(Entries for labeling bounding boxes)

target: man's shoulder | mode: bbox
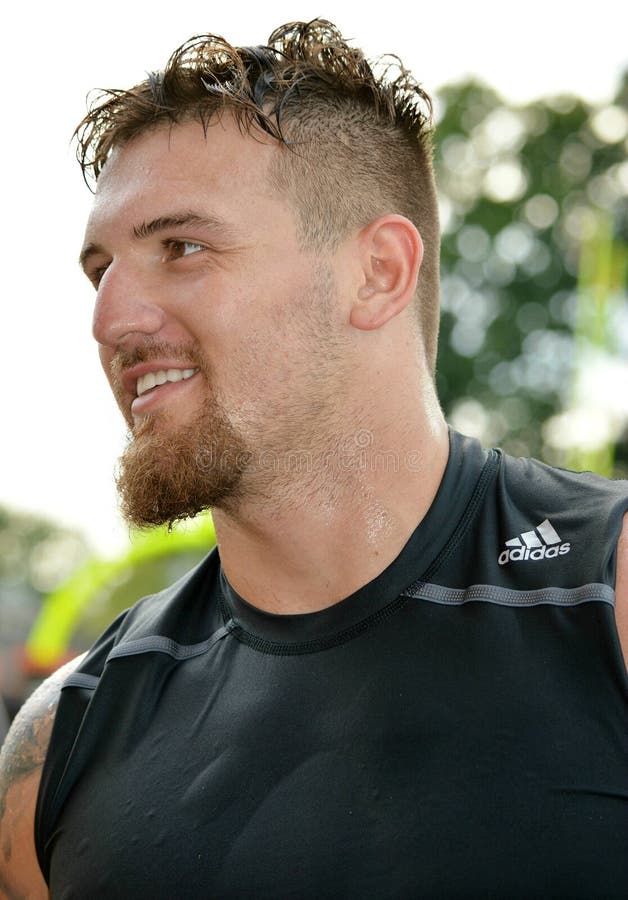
[0,656,83,900]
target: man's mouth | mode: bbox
[135,369,198,397]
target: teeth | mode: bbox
[135,369,198,397]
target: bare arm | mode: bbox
[0,657,82,900]
[615,513,628,666]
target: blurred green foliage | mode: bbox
[435,75,628,476]
[0,74,628,676]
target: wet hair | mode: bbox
[75,19,440,368]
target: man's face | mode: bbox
[82,115,343,524]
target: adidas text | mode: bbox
[497,543,571,566]
[497,519,571,566]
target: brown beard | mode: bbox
[116,392,251,527]
[111,341,251,528]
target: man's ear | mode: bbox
[350,215,423,331]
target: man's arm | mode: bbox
[0,656,83,900]
[615,513,628,666]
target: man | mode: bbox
[0,20,628,900]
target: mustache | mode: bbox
[110,340,207,383]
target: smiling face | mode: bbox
[81,115,345,524]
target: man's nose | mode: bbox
[92,262,166,349]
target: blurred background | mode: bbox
[0,0,628,737]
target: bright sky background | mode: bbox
[0,0,628,554]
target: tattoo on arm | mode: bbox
[0,700,57,822]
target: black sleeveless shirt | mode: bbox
[36,433,628,900]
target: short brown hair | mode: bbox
[75,19,440,367]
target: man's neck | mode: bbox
[214,412,449,614]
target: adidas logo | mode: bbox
[497,519,571,566]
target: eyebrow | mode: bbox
[79,212,236,269]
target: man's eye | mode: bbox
[166,241,206,260]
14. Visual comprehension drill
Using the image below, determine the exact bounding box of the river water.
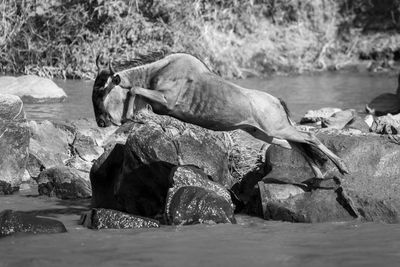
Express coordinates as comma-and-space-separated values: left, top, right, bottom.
0, 74, 400, 267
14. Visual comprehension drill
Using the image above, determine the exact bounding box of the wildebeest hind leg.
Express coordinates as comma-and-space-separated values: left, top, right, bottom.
131, 87, 168, 106
274, 126, 349, 174
245, 127, 324, 178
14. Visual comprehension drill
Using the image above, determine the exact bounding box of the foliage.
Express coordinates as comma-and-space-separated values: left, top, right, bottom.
0, 0, 400, 78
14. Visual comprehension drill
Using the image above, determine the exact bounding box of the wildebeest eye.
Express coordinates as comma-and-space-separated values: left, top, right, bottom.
112, 74, 121, 85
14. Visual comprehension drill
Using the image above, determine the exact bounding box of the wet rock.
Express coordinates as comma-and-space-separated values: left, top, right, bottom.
0, 94, 26, 121
371, 114, 400, 134
0, 119, 29, 194
27, 120, 76, 178
90, 111, 231, 218
344, 115, 370, 133
127, 110, 232, 187
167, 186, 236, 225
321, 109, 357, 129
165, 166, 235, 224
65, 118, 118, 147
37, 166, 92, 199
258, 182, 354, 223
0, 75, 67, 103
0, 210, 67, 237
80, 209, 160, 229
90, 144, 125, 210
264, 132, 400, 222
72, 132, 104, 162
65, 155, 93, 181
300, 108, 341, 123
167, 165, 231, 206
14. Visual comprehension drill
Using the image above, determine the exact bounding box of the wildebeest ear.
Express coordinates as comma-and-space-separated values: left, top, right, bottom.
108, 59, 115, 74
96, 52, 109, 71
112, 74, 121, 85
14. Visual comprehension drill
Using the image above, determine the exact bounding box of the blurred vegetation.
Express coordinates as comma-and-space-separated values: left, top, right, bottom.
0, 0, 400, 78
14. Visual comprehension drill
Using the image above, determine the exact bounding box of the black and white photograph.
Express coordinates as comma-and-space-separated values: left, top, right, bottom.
0, 0, 400, 267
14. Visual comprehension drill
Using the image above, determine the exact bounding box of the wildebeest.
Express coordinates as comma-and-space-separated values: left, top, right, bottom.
94, 53, 348, 178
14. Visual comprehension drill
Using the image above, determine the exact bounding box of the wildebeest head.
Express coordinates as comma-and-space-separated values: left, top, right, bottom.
92, 53, 134, 127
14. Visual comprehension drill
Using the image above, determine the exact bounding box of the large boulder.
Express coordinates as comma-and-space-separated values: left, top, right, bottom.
0, 75, 67, 103
165, 166, 235, 225
0, 210, 67, 237
264, 132, 400, 222
27, 119, 111, 180
80, 209, 160, 229
168, 186, 235, 225
90, 110, 232, 220
27, 120, 76, 178
251, 182, 354, 223
37, 166, 92, 199
0, 119, 29, 194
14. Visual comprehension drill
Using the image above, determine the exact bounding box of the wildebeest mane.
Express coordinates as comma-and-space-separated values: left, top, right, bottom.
112, 48, 213, 72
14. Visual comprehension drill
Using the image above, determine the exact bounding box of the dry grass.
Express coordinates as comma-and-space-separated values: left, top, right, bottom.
0, 0, 400, 78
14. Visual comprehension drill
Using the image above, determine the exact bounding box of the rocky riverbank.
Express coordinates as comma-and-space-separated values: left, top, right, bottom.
0, 95, 400, 238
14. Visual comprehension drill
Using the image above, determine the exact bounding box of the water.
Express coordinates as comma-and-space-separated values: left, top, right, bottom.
0, 74, 400, 267
25, 73, 397, 121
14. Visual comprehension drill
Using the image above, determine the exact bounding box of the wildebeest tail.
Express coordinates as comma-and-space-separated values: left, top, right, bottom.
278, 98, 294, 125
290, 142, 349, 174
290, 142, 326, 167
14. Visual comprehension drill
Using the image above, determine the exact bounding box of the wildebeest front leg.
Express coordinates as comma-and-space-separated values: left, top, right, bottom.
131, 87, 168, 106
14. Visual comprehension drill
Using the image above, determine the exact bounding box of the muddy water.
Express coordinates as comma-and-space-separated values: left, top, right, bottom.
0, 74, 400, 267
25, 73, 397, 121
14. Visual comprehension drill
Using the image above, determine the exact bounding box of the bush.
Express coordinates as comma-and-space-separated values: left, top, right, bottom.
0, 0, 400, 78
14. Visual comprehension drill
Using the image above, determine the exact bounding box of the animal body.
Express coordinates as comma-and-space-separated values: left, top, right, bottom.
365, 74, 400, 116
98, 53, 348, 178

**Task details:** Can you return every line of the data above unchanged, leaving out the pictures?

**Result below:**
target: man's shoulder | mode: bbox
[0,656,83,900]
target: man's mouth | mode: bbox
[135,369,198,397]
target: teeth | mode: bbox
[135,369,198,397]
target: bare arm | mode: bbox
[0,657,82,900]
[615,513,628,666]
target: blurred green foliage | mode: bbox
[435,75,628,476]
[0,74,628,676]
target: wet hair | mode: bbox
[75,19,440,368]
target: man's face | mode: bbox
[82,115,343,524]
target: adidas text | mode: bbox
[497,543,571,566]
[497,519,571,566]
target: brown beard | mode: bbox
[116,392,251,527]
[111,341,251,528]
target: man's ear | mode: bbox
[350,215,423,331]
target: man's arm | mode: bbox
[0,656,83,900]
[615,513,628,666]
target: man | mode: bbox
[0,20,628,900]
target: mustache | mode: bbox
[110,340,207,383]
target: smiling face | mode: bbox
[81,115,345,524]
target: man's nose | mode: bbox
[92,262,166,349]
target: blurred background | mode: bbox
[0,0,628,737]
target: bright sky background | mode: bbox
[0,0,628,554]
target: tattoo on arm | mode: bbox
[0,700,57,822]
target: black sleeveless shirt | mode: bbox
[36,433,628,900]
target: short brown hair | mode: bbox
[75,19,440,367]
target: man's neck | mode: bbox
[214,412,449,614]
target: adidas logo | mode: bbox
[497,519,571,566]
target: eyebrow | mode: bbox
[79,212,236,269]
target: man's eye | mode: bbox
[166,241,206,260]
14. Visual comprehension drill
Using the image below, determine the exact bounding box of the river water.
Express coordinates as comma-and-space-separated values: left, top, right, bottom.
0, 74, 400, 267
14. Visual comprehension drill
Using the image above, determine the exact bounding box of the wildebeest hind leg.
Express coordinates as comma-and-space-separated values: left, top, right, bottom.
131, 87, 168, 106
274, 126, 349, 174
245, 127, 324, 178
14. Visual comprehension drill
Using the image above, determine the exact bounding box of the foliage.
Express coordinates as comma-and-space-separated values: left, top, right, bottom.
0, 0, 400, 78
14. Visual comprehension drill
Using the image above, determine the exact bounding box of the wildebeest eye.
Express coordinates as comma-and-space-separated values: left, top, right, bottom.
112, 74, 121, 85
14. Visual comprehension drill
Using the image above, determine the exact bounding box of the wet rock.
Express coordinates as comma-and-space-separated values: left, top, right, bottom.
0, 94, 26, 121
371, 114, 400, 134
0, 119, 29, 194
27, 120, 76, 178
90, 111, 231, 218
344, 115, 370, 133
127, 110, 232, 187
167, 186, 236, 225
321, 109, 357, 129
165, 166, 235, 224
65, 118, 118, 147
37, 166, 92, 199
258, 182, 354, 223
0, 75, 67, 103
0, 210, 67, 237
80, 209, 160, 229
90, 144, 125, 210
264, 132, 400, 222
72, 132, 104, 162
65, 155, 93, 181
300, 108, 341, 123
167, 165, 231, 206
14. Visual comprehension drill
Using the image above, determine the exact bounding box of the wildebeest ear.
Express coordinates as comma-and-space-separated values: left, top, right, bottom.
108, 59, 115, 74
96, 52, 109, 71
112, 74, 121, 85
14. Visual comprehension drill
Using the image above, determine the exact bounding box of the blurred vegetation.
Express coordinates as comma-and-space-separated values: left, top, right, bottom.
0, 0, 400, 78
14. Visual comprehension drill
Using the image above, determine the exact bounding box of the black and white photograph.
Express coordinates as comma-and-space-separated values: left, top, right, bottom.
0, 0, 400, 267
14. Visual comprehension drill
Using the image above, determine the exact bounding box of the wildebeest.
Express coordinates as comma-and-space-separated values: left, top, right, bottom.
94, 53, 348, 178
14. Visual comprehension drill
Using the image above, determine the exact bounding box of the wildebeest head.
Express coordinates as comma-and-space-separated values: left, top, right, bottom.
92, 53, 134, 127
14. Visual comprehension drill
Using the image above, determine the exact bounding box of the large boulder.
Express coordinates as comma-and-space-separated values: left, top, right, bottom.
0, 75, 67, 103
165, 166, 235, 225
0, 210, 67, 237
264, 132, 400, 222
27, 119, 111, 180
80, 209, 160, 229
168, 186, 235, 225
90, 110, 232, 220
27, 120, 76, 178
251, 182, 354, 223
37, 166, 92, 199
0, 119, 29, 194
14. Visual comprehension drill
Using the image above, determine the exact bounding box of the wildebeest mane.
Express coordinates as comma-and-space-separated values: left, top, right, bottom.
112, 48, 213, 72
14. Visual comprehension drill
Using the image above, determine the exact bounding box of the dry grass.
Express coordinates as comma-and-space-separated values: left, top, right, bottom.
0, 0, 400, 78
14. Visual comprehension drill
Using the image above, determine the exact bounding box of the rocky riverbank.
Express coordinates as comma-and-space-separated values: left, top, right, bottom.
0, 95, 400, 238
14. Visual comprehension drill
Using the image above, determine the exact bounding box of the water.
Express coordinates as comma-and-space-separated values: left, top, right, bottom.
0, 74, 400, 267
25, 73, 397, 121
14. Visual comprehension drill
Using the image above, determine the exact bounding box of the wildebeest tail.
Express coordinates as comma-and-space-separated values: left, top, right, bottom.
278, 98, 294, 125
290, 142, 349, 174
290, 142, 326, 167
14. Visual comprehension drill
Using the image above, determine the exact bounding box of the wildebeest front leg.
Express coordinates as comma-and-space-separated values: left, top, right, bottom.
131, 87, 168, 106
14. Visual comprehension drill
Using the image above, determine the exact bounding box of the muddy water.
Express coordinates as comma-and-space-separated values: left, top, right, bottom.
0, 74, 400, 267
25, 73, 397, 121
14. Visual comprehension drill
Using the image above, determine the exact bounding box of the bush.
Express coordinates as comma-and-space-separated values: left, top, right, bottom.
0, 0, 400, 78
14. Visual comprehension drill
Using the image above, determine the exact bounding box of the animal body.
Express coordinates as comma-and-space-separated values: left, top, right, bottom.
365, 74, 400, 116
98, 53, 348, 178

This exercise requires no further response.